- **Set problem**
Find every line in the records below that contains the word "rear" and copy each of those lines out in full.

- **Items**
□ □ □ □ □ □ □
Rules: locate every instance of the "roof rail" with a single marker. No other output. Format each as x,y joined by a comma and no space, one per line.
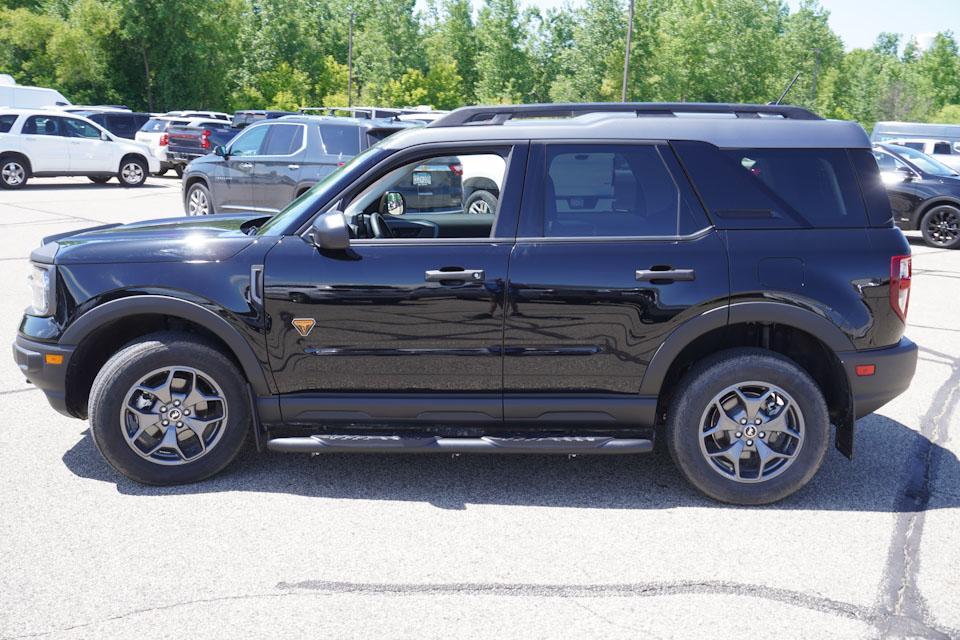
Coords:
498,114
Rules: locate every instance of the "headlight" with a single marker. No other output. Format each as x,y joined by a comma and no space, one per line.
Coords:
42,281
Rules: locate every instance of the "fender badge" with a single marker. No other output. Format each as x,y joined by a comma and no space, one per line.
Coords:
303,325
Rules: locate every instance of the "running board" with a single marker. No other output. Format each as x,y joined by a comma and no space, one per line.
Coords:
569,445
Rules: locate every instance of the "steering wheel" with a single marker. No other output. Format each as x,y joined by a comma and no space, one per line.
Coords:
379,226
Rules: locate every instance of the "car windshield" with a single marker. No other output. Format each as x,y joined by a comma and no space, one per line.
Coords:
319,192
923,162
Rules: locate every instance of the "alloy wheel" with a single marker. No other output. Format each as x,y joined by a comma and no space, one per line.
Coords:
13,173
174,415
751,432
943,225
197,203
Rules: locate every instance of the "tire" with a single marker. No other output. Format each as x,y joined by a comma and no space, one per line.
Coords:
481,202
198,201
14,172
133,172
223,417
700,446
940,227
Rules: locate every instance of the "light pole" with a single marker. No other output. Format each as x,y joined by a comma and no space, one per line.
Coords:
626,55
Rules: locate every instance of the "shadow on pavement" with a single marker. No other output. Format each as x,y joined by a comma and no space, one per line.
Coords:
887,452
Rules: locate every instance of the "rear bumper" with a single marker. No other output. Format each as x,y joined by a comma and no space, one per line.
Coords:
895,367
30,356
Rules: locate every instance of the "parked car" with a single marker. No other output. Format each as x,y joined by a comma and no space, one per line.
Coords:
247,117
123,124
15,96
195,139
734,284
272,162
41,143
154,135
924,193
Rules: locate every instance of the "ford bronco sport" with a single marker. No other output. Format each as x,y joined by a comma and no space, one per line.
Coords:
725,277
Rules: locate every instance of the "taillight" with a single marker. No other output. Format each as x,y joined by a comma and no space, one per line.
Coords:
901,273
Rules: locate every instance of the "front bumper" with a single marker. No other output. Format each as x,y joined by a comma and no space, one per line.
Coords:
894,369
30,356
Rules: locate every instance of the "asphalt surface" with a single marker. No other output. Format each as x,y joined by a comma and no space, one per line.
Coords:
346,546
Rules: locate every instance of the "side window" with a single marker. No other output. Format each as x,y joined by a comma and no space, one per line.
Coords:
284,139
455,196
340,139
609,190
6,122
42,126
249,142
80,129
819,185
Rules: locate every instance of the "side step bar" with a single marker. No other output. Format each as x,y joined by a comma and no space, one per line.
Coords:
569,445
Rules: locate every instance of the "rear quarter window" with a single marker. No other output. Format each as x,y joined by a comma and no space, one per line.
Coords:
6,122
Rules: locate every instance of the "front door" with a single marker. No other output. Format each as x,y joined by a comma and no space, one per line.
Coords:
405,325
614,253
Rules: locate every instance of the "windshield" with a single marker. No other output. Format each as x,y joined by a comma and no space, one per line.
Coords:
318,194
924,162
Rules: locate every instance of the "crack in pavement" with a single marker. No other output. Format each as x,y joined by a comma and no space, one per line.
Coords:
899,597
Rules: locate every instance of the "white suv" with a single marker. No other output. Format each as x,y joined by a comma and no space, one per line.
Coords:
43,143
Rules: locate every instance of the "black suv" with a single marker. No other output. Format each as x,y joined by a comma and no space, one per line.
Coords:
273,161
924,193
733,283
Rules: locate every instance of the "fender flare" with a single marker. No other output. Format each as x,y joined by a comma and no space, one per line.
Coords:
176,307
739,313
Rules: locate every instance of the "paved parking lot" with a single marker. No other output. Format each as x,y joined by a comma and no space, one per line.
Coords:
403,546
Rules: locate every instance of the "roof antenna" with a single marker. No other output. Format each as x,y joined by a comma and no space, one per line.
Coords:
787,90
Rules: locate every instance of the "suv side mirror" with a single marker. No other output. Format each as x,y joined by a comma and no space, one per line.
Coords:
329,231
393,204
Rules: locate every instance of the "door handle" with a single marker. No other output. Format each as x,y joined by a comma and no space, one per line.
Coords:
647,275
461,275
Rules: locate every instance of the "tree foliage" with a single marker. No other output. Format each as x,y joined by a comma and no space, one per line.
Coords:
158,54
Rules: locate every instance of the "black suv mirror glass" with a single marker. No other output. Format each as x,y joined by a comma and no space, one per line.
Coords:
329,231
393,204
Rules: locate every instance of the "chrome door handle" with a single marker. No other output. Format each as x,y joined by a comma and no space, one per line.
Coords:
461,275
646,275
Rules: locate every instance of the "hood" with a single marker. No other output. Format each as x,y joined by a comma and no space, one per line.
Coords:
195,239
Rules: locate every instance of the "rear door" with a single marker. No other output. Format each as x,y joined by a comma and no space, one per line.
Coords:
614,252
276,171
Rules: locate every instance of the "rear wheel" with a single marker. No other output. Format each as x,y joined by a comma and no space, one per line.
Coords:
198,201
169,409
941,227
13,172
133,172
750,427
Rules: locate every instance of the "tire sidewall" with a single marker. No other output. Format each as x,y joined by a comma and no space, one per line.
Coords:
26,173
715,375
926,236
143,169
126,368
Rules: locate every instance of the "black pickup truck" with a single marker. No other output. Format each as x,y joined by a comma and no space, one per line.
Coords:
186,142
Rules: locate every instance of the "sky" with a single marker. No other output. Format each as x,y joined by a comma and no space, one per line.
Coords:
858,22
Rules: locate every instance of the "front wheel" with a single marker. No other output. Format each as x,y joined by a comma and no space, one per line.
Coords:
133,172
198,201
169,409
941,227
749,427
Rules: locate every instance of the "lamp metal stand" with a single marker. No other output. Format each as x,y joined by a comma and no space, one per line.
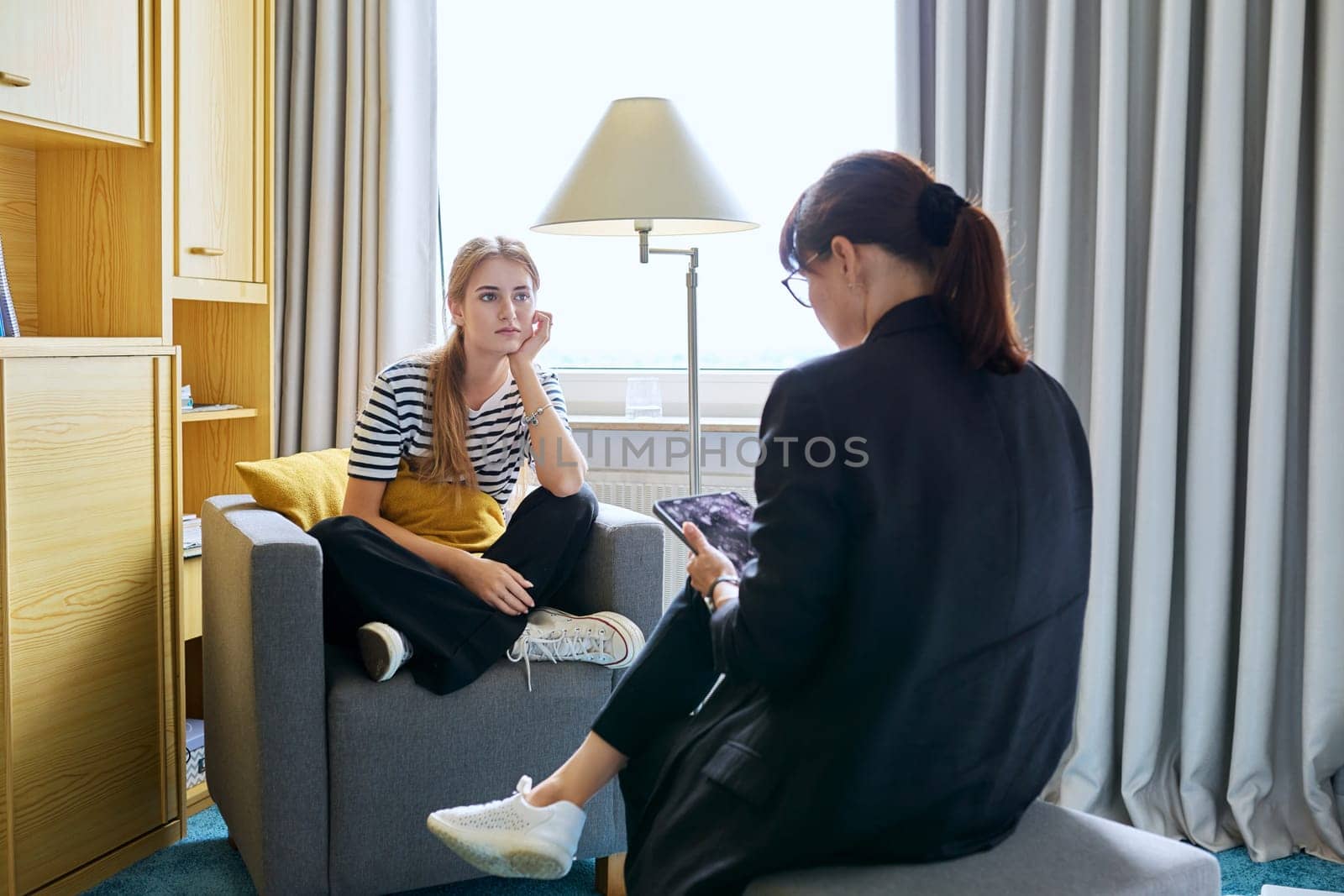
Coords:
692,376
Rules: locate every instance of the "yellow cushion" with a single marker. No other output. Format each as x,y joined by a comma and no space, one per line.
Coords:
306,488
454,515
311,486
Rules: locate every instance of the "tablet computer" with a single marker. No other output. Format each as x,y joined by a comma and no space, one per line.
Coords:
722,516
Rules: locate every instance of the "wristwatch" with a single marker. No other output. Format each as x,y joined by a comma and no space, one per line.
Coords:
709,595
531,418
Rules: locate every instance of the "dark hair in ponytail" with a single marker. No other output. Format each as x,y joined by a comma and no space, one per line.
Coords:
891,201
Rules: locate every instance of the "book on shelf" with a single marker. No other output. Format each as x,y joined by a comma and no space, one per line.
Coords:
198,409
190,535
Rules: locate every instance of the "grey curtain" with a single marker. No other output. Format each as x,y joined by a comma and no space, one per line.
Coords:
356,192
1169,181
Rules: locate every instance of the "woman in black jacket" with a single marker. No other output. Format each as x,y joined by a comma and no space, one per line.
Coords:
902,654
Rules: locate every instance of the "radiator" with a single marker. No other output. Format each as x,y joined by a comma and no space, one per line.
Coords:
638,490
□ □ □ □ □ □ □
- **Full output**
Rules: locate every instance of the "rear bumper" with a single marker. No other output. Format each as x,y joined by a comma and no space, one per line.
Rules: locate every instance of the "rear quarter window" with a single marker. No other output. Format each as x,y joined by a comma and no space, one per line.
Rules: locate every instance of the "rear door" with a single marker. No other output. Format each as x,y joined by a comma and no space, one per line.
Rules: locate every instance of the "rear wheel" with a single marker. No other output. Format each as x,y joined by a comma and no space, one per line.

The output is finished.